Instruções do exercício
Transcreva sem qualquer alteração a parte do texto sobre saneamento básico que vai de "O Brasil, uma" até "Rio de Janeiro.".

Trecho de origem
◇ ◇ ◇ ◇ ◇ ◇ ◇
O Brasil, uma das dez maiores economias do mundo, levará mais de um século para proporcionar saneamento básico a toda a população, se o déficit continuar a cair no mesmo ritmo dos últimos 15 anos. O acesso à coleta de esgotos aumentou apenas 0,4% ao ano entre 1992 e 2006, segundo a última Pesquisa Nacional por Amostra de Domicílios (Pnad), e 53,2% dos brasileiros continuam desassistidos. Essa é uma das principais causas de mortalidade infantil. Sete crianças morrem por dia por causa de enfermidades associadas às más condições sanitárias. Mesmo com o Programa de Aceleração do Crescimento (PAC), o quadro mudará muito lentamente, observou o professor Marcelo Néri, economista do Centro de Pesquisas Sociais da Fundação Getúlio Vargas (FGV) no Rio de Janeiro.

Estão previstos no PAC investimentos de R$ 40 bilhões até 2010 - R$ 10 bilhões por ano, a partir de 2007 - na expansão dos serviços de saneamento. Seria preciso investir o dobro anualmente para se universalizar o atendimento até 2020, segundo o economista.

De onde sairia esse dinheiro? Há um evidente equívoco na orientação do governo federal. A única saída eficiente seria envolver o setor privado nessa tarefa, por meio de concessões ou, menos provavelmente, de parcerias. Mas a administração federal, até agora, tem descartado essa alternativa.
◇ ◇ ◇ ◇ ◇ ◇ ◇
Dados fornecidos

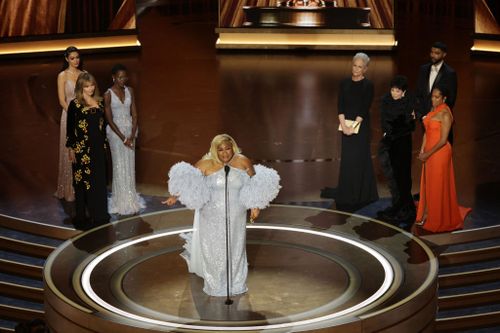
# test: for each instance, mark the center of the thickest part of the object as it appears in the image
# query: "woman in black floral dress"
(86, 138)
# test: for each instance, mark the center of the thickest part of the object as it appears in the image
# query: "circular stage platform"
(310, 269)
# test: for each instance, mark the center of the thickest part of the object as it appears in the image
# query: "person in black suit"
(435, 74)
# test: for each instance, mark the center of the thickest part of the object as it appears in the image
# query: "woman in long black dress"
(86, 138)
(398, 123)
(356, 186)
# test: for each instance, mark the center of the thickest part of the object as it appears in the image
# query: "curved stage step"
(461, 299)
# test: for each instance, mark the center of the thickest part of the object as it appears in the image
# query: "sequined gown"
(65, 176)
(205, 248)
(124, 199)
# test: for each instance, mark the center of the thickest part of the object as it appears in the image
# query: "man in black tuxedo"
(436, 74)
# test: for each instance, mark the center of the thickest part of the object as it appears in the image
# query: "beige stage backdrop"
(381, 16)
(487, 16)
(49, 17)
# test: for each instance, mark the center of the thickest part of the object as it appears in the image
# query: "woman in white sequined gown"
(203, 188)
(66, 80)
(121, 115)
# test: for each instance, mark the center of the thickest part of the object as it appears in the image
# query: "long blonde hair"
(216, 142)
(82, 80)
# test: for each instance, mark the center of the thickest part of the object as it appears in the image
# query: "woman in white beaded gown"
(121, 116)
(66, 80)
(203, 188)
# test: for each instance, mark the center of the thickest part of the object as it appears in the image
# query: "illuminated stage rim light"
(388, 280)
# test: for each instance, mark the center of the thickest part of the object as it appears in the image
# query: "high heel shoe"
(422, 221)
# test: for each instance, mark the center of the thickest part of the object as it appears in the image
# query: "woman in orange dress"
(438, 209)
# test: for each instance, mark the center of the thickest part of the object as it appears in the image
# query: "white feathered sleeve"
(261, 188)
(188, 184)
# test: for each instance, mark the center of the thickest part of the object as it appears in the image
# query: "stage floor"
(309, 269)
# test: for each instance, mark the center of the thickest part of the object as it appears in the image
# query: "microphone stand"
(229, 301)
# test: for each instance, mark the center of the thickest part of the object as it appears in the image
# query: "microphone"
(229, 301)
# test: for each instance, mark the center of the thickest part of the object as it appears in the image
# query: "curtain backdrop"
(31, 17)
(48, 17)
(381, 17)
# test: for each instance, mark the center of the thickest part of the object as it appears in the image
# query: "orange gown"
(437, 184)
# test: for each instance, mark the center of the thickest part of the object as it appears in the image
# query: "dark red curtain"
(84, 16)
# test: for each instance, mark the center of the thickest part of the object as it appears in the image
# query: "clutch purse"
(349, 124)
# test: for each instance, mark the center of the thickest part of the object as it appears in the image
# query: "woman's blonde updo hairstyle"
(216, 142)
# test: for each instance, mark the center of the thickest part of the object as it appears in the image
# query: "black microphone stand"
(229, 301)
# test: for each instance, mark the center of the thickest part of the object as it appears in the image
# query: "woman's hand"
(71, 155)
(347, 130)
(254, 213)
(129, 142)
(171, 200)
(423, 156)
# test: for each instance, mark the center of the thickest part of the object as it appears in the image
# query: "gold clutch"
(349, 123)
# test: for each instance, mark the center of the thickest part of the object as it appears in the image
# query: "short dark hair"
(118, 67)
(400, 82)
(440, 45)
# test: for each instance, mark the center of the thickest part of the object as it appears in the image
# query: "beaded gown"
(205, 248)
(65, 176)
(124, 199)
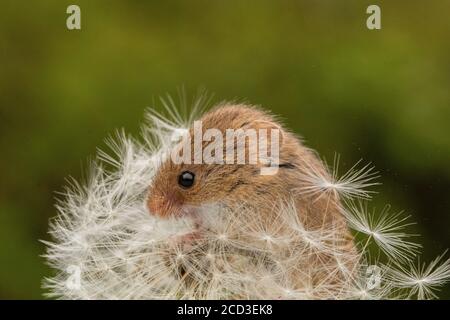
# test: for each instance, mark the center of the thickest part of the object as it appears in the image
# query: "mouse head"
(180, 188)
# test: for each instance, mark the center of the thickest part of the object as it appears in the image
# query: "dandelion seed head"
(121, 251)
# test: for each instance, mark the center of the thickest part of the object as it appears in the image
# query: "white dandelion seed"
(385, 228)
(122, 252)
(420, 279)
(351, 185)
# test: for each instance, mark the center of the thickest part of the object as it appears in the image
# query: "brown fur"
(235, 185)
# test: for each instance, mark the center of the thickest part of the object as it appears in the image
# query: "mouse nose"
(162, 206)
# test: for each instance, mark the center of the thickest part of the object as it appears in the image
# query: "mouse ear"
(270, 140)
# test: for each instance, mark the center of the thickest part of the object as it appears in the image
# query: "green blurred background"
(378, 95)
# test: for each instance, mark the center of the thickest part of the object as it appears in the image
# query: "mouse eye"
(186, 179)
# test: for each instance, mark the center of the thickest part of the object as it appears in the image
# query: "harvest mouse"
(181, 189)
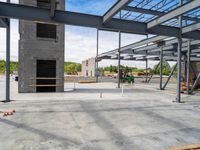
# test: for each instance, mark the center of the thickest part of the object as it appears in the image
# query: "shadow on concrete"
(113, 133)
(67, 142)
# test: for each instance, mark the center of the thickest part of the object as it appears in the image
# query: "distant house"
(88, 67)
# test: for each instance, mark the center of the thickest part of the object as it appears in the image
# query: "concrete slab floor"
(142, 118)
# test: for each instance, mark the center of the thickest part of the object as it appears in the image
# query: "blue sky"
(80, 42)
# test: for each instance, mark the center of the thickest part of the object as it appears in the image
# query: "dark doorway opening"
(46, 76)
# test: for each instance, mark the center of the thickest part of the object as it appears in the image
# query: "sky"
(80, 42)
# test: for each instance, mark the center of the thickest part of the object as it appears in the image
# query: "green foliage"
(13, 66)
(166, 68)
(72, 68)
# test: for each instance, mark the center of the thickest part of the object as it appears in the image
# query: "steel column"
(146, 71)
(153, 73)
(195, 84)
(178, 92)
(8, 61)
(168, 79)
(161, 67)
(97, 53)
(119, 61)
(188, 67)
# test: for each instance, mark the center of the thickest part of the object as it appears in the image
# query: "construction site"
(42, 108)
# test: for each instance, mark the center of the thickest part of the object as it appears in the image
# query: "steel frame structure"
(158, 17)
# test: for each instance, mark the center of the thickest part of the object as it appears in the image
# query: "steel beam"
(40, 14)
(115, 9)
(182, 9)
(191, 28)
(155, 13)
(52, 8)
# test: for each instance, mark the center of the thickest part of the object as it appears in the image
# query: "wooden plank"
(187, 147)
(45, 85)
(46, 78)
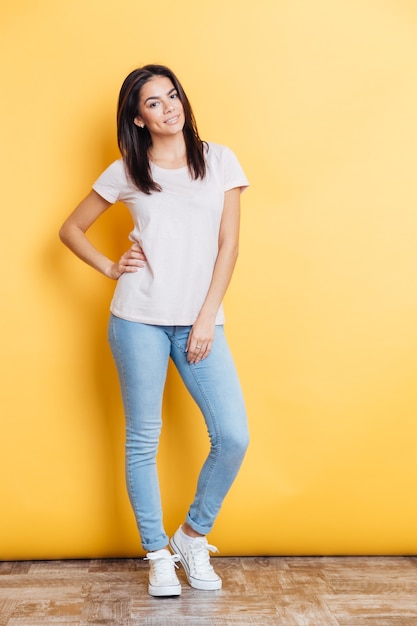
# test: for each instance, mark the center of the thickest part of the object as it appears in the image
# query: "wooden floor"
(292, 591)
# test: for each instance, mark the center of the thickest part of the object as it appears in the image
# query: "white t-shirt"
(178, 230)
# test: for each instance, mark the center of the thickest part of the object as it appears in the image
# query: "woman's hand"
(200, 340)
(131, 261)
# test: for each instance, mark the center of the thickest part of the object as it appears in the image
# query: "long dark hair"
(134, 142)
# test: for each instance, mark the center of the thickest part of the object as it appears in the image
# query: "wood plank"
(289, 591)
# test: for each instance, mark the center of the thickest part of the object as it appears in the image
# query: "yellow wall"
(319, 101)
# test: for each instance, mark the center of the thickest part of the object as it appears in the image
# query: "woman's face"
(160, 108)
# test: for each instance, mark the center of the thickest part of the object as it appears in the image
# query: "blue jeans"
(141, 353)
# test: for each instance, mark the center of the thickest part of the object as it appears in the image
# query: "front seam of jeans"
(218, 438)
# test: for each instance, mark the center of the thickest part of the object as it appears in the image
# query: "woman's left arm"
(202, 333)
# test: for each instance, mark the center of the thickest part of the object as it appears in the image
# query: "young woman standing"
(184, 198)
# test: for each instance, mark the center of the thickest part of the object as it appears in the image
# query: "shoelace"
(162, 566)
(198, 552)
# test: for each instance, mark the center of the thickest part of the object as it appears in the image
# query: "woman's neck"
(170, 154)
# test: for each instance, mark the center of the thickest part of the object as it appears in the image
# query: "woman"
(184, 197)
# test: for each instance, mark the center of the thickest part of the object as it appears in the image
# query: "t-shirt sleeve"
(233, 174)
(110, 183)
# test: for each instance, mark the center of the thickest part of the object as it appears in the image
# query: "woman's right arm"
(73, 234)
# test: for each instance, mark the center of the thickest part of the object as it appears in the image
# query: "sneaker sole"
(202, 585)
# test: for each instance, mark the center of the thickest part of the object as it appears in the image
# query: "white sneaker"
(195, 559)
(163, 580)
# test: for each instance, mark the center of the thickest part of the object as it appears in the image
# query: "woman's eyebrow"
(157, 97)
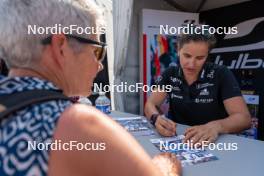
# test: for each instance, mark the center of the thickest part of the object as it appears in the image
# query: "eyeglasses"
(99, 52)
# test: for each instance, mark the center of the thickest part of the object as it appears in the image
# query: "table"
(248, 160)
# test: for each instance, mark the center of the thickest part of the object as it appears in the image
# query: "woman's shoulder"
◇ ◇ ◇ ◇ ◇ ◇ ◇
Resultado da tarefa
O Brasil, uma das dez maiores economias do mundo, levará mais de um século para proporcionar saneamento básico a toda a população, se o déficit continuar a cair no mesmo ritmo dos últimos 15 anos. O acesso à coleta de esgotos aumentou apenas 0,4% ao ano entre 1992 e 2006, segundo a última Pesquisa Nacional por Amostra de Domicílios (Pnad), e 53,2% dos brasileiros continuam desassistidos. Essa é uma das principais causas de mortalidade infantil. Sete crianças morrem por dia por causa de enfermidades associadas às más condições sanitárias. Mesmo com o Programa de Aceleração do Crescimento (PAC), o quadro mudará muito lentamente, observou o professor Marcelo Néri, economista do Centro de Pesquisas Sociais da Fundação Getúlio Vargas (FGV) no Rio de Janeiro.